··· Records to process

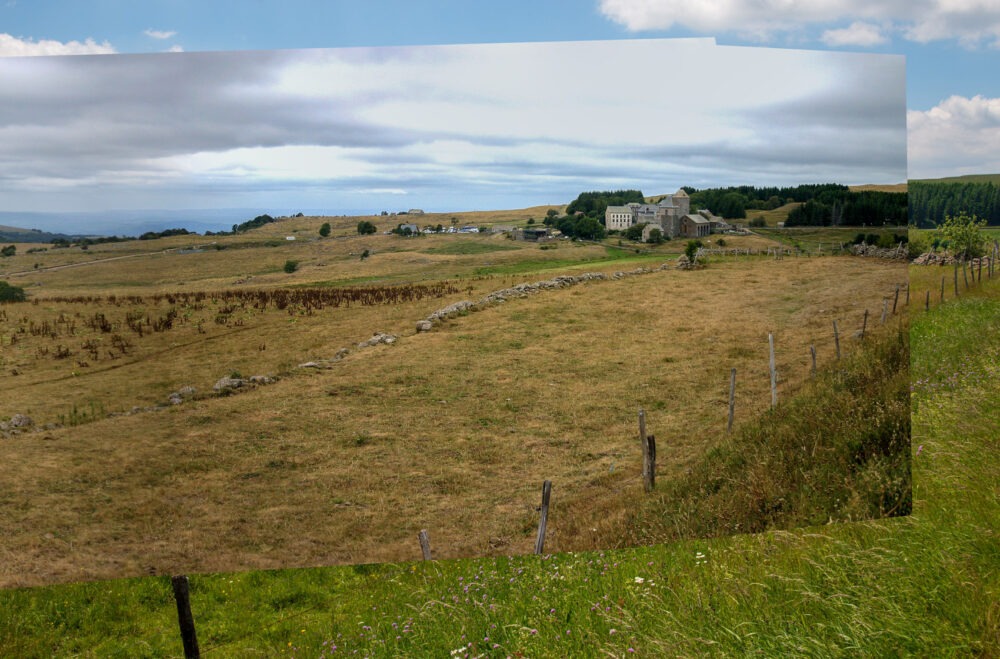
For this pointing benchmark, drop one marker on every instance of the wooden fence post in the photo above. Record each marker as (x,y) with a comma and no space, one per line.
(642,442)
(774,373)
(425,544)
(649,453)
(543,522)
(732,399)
(182,594)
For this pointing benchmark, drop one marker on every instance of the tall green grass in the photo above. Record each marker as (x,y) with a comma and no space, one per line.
(839,450)
(923,585)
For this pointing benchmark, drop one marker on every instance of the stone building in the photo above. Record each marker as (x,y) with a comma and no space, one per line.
(672,216)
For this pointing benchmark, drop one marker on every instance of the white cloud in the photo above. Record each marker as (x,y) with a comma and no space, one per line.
(958,136)
(971,22)
(159,34)
(857,34)
(11,46)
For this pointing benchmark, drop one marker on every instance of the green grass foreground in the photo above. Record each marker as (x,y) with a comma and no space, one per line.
(923,585)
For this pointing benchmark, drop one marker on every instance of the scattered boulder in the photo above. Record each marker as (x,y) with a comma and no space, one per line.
(17,422)
(377,338)
(229,384)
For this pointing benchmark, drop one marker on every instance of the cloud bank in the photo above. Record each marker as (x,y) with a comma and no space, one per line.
(11,46)
(958,136)
(439,127)
(971,22)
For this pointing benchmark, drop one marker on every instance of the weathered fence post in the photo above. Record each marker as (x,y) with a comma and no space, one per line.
(642,442)
(732,399)
(546,493)
(774,373)
(182,594)
(425,544)
(649,456)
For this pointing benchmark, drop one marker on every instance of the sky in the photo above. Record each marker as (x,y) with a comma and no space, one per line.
(227,107)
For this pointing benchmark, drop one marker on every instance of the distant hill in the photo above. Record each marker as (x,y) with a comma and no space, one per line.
(968,178)
(868,187)
(10,234)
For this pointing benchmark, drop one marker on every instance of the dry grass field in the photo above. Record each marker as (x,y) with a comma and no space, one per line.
(452,430)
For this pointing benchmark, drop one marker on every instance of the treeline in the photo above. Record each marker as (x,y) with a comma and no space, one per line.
(734,202)
(594,204)
(931,202)
(868,208)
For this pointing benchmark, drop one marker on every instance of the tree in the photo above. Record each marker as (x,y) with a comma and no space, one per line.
(10,293)
(964,234)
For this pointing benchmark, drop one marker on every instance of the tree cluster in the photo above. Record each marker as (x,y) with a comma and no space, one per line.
(580,227)
(868,207)
(930,203)
(153,235)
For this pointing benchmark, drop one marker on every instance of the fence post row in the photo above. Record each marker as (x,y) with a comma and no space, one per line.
(546,493)
(182,594)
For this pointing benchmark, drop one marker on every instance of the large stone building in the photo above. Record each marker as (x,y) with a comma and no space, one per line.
(672,216)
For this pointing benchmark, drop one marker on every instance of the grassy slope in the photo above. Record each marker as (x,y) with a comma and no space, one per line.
(924,585)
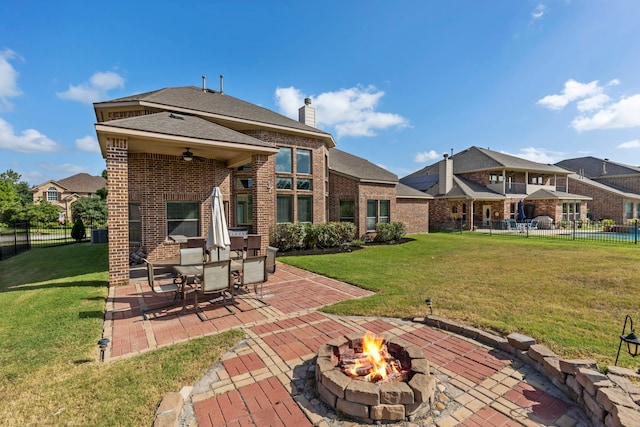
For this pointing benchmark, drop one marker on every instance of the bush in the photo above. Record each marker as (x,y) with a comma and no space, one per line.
(296,236)
(78,232)
(389,232)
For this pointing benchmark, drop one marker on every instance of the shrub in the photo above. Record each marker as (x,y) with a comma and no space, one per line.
(78,232)
(389,232)
(294,236)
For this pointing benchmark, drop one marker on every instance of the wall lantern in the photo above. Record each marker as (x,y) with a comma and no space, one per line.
(632,341)
(187,156)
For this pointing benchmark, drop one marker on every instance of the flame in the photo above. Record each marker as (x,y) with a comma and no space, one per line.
(376,356)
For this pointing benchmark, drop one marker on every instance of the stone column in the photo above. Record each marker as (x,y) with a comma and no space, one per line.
(118,208)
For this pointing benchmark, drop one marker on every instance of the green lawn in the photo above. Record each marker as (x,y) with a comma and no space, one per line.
(51,311)
(572,296)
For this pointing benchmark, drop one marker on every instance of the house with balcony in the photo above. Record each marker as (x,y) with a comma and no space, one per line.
(614,187)
(167,149)
(63,192)
(479,187)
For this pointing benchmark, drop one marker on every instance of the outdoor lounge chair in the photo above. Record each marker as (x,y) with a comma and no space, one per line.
(216,280)
(169,285)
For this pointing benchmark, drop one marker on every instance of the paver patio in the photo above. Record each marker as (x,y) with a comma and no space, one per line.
(262,381)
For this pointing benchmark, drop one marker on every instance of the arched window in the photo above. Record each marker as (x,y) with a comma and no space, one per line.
(52,194)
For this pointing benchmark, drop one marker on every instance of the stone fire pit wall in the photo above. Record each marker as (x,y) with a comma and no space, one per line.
(370,402)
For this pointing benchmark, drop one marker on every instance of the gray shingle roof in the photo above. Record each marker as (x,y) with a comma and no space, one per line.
(592,167)
(186,126)
(83,183)
(194,98)
(359,168)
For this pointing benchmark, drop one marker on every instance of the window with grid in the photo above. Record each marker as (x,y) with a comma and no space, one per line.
(305,209)
(183,218)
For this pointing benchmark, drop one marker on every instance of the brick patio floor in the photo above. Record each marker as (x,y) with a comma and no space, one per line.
(259,382)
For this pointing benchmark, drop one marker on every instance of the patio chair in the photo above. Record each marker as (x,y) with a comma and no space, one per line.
(254,272)
(216,280)
(237,246)
(170,285)
(254,244)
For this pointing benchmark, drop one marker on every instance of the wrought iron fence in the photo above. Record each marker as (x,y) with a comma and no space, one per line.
(25,235)
(568,230)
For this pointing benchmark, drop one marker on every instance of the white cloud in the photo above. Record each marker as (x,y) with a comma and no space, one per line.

······

Repeat, exactly and only, the lines above from the one containing "of the brick" through the end of the material.

For this pointing benchmark, drop one marker on every instance of the brick patio floor in the photo above. Record each marker as (x,y) with a comma and no space, one per line.
(259,382)
For this pointing benchmark, drop one marker on every instance of the patio chair in the photo above. Record each marker as (x,y) with a comma and no space, one per line.
(254,272)
(216,280)
(237,246)
(170,285)
(254,244)
For this pointing benchmark, drop one marker on every instance of the wrought iron fence in the photo above. Record each marker as (x,y) with a comma and no space, one per line.
(25,235)
(568,230)
For this pointing benchmark, drop one marker on every instance of the white cloud in the photo above. Record each marker as (x,y) with a comma and no space, one per line.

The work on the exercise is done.